> _To be done_:
A. Summarize the passage on business purpose in two sentences.
B. For each statement below, say whether it agrees with the passage on business purpose, and quote the words of the passage that decide it.
(i) The "dig" phase covers only research into the external environment.
(ii) Lever created Sunlight Soap in the 1880s.
(iii) Unilever's Lifebuoy soap is partnering with NGOs to reduce child mortality in rural India.
C. Retype the part of the passage on business purpose that opens with the words containing "Start by looking" and closes with "more widely available.".

> _Selected extract_:
In our last article, we explained why it’s important to make sure that your purpose is thoroughly grounded in the political, economic, social and technological context in which you operate. We call this the “dig” phase: intensively researching and analysing your external environment. The “dig” phase doesn’t stop with the outside world, however. It’s just as important to look inwards. For your purpose to have any hope of gaining real purchase on the day-to-day operations of your business – to have any hope of being authentic - it must be fully aligned to the truth of your business.

In our last article, we explained why it’s important to make sure that your purpose is thoroughly grounded in the political, economic, social and technological context in which you operate. We call this the “dig” phase: intensively researching and analysing your external environment.

The “dig” phase doesn’t stop with the outside world, however. It’s just as important to look inwards. For your purpose to have any hope of gaining real purchase on the day-to-day operations of your business – to have any hope of being authentic - it must be fully aligned to the truth of your business.

How do you get to the truth? It’s helpful to look at this in terms of your past, present and future. Tap into your past for inspiration. Ensure that you have a crystal-clear picture of the present. Finally, align your purpose with your future business growth strategy.

Inspiration from the past

Start by looking into the history and heritage of your company. Why was it set up in the first place?

Paul Polman is rightly heralded as a hero of purposeful business for his work as CEO of Unilever. But Polman did not conjure Unilever’s purpose (“to make sustainable living commonplace”) out of thin air. The consumer giant’s social mission harks back to the ideals of its founder, William Hesketh Lever.

In the 1880s, Lever created Sunlight Soap to “make cleanliness commonplace; to lessen work for women; to foster health and contribute to personal attractiveness” – all in a Victorian England where hygiene was a major public health issue. Fast-forward to the 21st century and Unilever’s Lifebuoy soap is partnering with NGOs to reduce child mortality in rural India, simply by making soap more widely available.

> _Data excerpts_:
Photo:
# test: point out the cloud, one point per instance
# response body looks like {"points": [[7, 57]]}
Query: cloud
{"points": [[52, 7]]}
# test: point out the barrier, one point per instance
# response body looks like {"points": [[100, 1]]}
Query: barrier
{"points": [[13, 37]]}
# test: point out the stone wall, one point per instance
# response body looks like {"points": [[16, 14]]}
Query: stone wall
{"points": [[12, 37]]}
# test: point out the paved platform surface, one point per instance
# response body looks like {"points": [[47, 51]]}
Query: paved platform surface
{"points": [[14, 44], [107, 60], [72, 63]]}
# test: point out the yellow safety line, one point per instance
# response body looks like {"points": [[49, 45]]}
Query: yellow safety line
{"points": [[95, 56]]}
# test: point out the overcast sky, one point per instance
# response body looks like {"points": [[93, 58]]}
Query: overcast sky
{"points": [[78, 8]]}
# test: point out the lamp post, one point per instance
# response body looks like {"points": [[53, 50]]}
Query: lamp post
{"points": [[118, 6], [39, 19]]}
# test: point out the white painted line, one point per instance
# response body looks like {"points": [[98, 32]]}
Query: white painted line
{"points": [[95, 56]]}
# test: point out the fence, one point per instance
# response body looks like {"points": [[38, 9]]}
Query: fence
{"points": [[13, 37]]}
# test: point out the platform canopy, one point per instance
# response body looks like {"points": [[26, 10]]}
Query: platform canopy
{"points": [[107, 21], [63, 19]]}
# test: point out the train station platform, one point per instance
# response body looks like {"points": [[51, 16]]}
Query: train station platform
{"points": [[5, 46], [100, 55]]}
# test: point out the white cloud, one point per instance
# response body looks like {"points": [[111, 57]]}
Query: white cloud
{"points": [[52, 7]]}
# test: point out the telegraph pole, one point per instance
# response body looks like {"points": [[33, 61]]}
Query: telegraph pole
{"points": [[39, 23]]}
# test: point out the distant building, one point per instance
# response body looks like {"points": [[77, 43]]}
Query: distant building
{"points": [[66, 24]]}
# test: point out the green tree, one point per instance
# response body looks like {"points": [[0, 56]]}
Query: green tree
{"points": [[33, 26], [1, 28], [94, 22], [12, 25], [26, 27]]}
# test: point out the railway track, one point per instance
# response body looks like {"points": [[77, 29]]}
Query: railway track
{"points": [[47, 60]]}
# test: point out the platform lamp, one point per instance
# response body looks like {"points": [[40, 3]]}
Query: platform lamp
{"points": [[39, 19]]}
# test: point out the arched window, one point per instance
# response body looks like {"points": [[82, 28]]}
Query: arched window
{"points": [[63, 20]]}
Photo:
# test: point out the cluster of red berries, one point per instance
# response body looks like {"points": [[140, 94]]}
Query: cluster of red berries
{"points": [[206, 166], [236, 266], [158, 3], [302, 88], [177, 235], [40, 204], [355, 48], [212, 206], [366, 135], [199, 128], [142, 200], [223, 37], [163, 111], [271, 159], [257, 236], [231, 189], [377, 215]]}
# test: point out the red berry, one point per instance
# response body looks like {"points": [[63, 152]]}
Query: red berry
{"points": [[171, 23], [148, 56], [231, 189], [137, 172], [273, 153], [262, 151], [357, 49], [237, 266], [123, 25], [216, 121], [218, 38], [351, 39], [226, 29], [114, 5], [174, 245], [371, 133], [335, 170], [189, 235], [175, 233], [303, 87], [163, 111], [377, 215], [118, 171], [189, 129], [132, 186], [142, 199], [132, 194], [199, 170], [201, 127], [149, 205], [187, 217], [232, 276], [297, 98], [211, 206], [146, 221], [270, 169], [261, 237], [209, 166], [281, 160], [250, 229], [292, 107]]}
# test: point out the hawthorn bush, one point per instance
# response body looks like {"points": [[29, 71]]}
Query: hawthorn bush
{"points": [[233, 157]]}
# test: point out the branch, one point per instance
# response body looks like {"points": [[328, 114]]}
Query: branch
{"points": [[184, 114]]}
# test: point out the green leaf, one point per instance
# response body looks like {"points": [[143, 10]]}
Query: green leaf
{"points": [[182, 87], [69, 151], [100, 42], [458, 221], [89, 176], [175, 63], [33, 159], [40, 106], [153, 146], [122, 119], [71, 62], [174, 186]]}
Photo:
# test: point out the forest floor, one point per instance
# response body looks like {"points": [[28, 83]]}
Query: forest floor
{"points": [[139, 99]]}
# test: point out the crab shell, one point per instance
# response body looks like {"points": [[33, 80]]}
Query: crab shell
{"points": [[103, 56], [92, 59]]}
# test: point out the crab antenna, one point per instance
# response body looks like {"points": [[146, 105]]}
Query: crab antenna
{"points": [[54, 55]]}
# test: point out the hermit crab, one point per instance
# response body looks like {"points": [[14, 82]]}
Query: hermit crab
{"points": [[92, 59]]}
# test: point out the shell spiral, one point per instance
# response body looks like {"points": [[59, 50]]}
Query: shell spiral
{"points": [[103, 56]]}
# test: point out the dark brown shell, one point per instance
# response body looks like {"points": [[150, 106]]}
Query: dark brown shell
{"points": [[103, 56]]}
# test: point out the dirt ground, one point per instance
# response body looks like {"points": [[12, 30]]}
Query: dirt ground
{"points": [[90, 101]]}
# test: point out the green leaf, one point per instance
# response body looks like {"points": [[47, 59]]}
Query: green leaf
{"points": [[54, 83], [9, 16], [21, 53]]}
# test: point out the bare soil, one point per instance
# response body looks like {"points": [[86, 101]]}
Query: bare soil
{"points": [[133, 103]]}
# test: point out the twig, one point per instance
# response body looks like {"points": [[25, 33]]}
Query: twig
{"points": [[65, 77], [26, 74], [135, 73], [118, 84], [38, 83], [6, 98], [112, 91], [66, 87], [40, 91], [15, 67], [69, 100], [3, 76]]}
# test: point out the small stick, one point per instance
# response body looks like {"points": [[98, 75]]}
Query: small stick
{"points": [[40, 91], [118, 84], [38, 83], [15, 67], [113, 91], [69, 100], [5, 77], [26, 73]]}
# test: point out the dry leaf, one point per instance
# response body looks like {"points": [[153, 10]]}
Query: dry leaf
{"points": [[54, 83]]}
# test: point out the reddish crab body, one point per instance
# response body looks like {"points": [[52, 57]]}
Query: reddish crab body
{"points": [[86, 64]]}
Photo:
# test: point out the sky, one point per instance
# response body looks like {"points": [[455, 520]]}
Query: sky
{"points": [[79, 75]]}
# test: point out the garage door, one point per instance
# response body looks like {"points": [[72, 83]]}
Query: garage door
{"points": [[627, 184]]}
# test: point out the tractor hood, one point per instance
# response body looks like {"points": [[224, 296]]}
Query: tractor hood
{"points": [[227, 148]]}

> _Task-by-task solutions_:
A. A company's purpose must be grounded in its external context, which is researched in the "dig" phase, and it must also be fully aligned to the truth of the business, looked at in terms of its past, present and future. For inspiration from the past, the passage points to Unilever, whose purpose harks back to the ideals of its founder, William Hesketh Lever, who created Sunlight Soap in the 1880s to "make cleanliness commonplace."

B.
(i) No: "The “dig” phase doesn’t stop with the outside world, however."
(ii) Yes: "In the 1880s, Lever created Sunlight Soap"
(iii) Yes: "Unilever’s Lifebuoy soap is partnering with NGOs to reduce child mortality in rural India"

C.
Start by looking into the history and heritage of your company. Why was it set up in the first place?

Paul Polman is rightly heralded as a hero of purposeful business for his work as CEO of Unilever. But Polman did not conjure Unilever’s purpose (“to make sustainable living commonplace”) out of thin air. The consumer giant’s social mission harks back to the ideals of its founder, William Hesketh Lever.

In the 1880s, Lever created Sunlight Soap to “make cleanliness commonplace; to lessen work for women; to foster health and contribute to personal attractiveness” – all in a Victorian England where hygiene was a major public health issue. Fast-forward to the 21st century and Unilever’s Lifebuoy soap is partnering with NGOs to reduce child mortality in rural India, simply by making soap more widely available.